▶ _Your instructions_: Nothing may be dropped or added when the entries below are copied.

Stored data entries
*** Begin section ***

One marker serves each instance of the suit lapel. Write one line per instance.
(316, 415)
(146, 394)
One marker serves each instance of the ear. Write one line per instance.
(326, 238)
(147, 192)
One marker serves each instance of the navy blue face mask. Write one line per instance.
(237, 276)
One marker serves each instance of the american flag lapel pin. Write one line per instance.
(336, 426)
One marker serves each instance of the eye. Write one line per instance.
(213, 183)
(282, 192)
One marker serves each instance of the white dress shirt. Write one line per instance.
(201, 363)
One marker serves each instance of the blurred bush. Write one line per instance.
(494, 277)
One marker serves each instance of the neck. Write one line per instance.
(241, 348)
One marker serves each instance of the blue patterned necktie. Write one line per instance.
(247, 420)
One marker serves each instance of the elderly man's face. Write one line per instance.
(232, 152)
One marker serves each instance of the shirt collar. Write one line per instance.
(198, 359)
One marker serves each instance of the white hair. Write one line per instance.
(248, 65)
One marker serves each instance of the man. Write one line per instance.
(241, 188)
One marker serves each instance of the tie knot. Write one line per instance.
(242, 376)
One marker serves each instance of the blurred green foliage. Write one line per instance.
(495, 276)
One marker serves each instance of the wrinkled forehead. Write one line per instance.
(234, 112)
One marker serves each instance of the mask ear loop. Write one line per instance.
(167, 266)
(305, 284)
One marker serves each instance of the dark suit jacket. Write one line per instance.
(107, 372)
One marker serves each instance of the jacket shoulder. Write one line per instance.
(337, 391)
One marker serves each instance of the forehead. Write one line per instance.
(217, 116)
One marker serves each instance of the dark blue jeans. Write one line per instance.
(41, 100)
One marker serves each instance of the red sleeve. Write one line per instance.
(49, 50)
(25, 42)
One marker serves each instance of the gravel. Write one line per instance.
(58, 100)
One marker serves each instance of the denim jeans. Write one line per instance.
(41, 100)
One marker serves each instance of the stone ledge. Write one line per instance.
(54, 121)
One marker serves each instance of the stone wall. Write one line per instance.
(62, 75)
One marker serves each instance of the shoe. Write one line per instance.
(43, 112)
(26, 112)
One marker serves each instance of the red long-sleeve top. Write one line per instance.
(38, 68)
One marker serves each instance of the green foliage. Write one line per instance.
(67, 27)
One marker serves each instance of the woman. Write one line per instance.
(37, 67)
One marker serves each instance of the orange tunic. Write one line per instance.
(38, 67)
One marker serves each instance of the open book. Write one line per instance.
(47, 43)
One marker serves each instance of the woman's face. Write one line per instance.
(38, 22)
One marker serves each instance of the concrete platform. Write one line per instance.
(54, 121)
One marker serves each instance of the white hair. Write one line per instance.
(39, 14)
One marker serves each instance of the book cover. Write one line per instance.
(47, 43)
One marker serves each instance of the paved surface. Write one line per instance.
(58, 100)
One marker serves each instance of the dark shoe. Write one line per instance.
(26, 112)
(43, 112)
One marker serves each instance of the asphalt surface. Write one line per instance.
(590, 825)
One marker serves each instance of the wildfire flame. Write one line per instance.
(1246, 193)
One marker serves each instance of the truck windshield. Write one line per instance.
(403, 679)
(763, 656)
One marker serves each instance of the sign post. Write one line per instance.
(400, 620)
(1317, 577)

*** End section ***

▶ _Answer below_:
One marker serves each instance of the suit lapel. Write one line per instance.
(316, 415)
(146, 394)
One marker serves each instance of the ear. Write one line per instance.
(326, 238)
(147, 192)
One marker serves each instance of the navy blue face mask. Write one line per instance.
(237, 276)
One marker serves each instance of the american flag lapel pin. Write one line per instance.
(336, 426)
One marker serves each instance of the eye. Write one line per instance.
(213, 183)
(282, 192)
One marker serves each instance of the white dress shirt. Write one line per instance.
(201, 363)
One marker serves each instance of the blurred bush. Write one line per instance.
(494, 277)
One marker serves each instance of the neck. Write one line per instance.
(241, 348)
One marker serves each instance of the blue patterned necktie. Write one line per instance.
(247, 420)
One marker serves each instance of the elderly man's face. Write one line per instance.
(232, 152)
One marker serves each instance of the shirt collar. Write one line per instance.
(198, 359)
One marker serves each instance of the white hair. Write one line per instance.
(248, 65)
One marker serves each instance of the man. Write one line per instance.
(241, 188)
One marker serves each instance of the tie knot. Write one line per instance.
(242, 376)
One marker serves each instance of the blurred green foliage. Write one line per instance.
(495, 276)
One marker serves each instance of the wrinkled forehead. Write one line per instance.
(234, 112)
One marker serves each instance of the mask ear loop. Write one line per instance.
(167, 266)
(305, 284)
One marker serves each instance of the dark suit jacket. Write one line per instance.
(107, 372)
One marker serves each instance of the jacket shoulder. Write one line per instance.
(337, 391)
One marker serves each instance of the forehead. Write one line per instance.
(217, 116)
One marker serves each instance of the dark blue jeans. Write one line per instance.
(41, 100)
One marker serves each instance of the red sleeve. Write one line per instance.
(49, 50)
(25, 42)
One marker serves each instance of the gravel. Write one line per instance.
(58, 100)
One marker serves each instance of the denim jeans. Write one line per instance.
(41, 100)
One marker serves each instance of the stone ledge. Write one line per instance.
(54, 121)
One marker serves each instance of the stone wall. Write one line per instance.
(62, 75)
One marker serves each instance of the shoe. Write one line per instance.
(43, 112)
(26, 112)
One marker serves each instance of the red long-sleeve top. Write one line per instance.
(38, 68)
One marker serves each instance of the green foliage. Write one line per instance.
(67, 27)
One marker serves each instance of the woman. Write one line per instance.
(37, 67)
One marker serves each instance of the orange tunic. Write one line per instance.
(38, 67)
One marker serves each instance of the open book. Write one line per instance.
(47, 43)
One marker serves each instance of the woman's face. Write one line per instance.
(38, 22)
One marker serves each instance of the concrete platform. Write one line per instance.
(54, 121)
One marker serves each instance of the white hair. Write one line per instance.
(39, 14)
One marker serves each instance of the book cover. Write one line per instance.
(47, 43)
One marker serves each instance of the paved surface. Write one line per instance.
(58, 100)
One marker serves each instance of the dark shoe. Write one line per instance.
(26, 112)
(43, 112)
One marker serves each instance of the asphalt surface. Write one line per instance.
(590, 825)
One marker serves each instance of the wildfire flame. Write one line per instance.
(1246, 193)
One marker serves each instance of the truck windshield. Write one line per instance.
(403, 679)
(763, 656)
One marker serves each instance of the sign post. Write one line per instance.
(400, 620)
(1317, 577)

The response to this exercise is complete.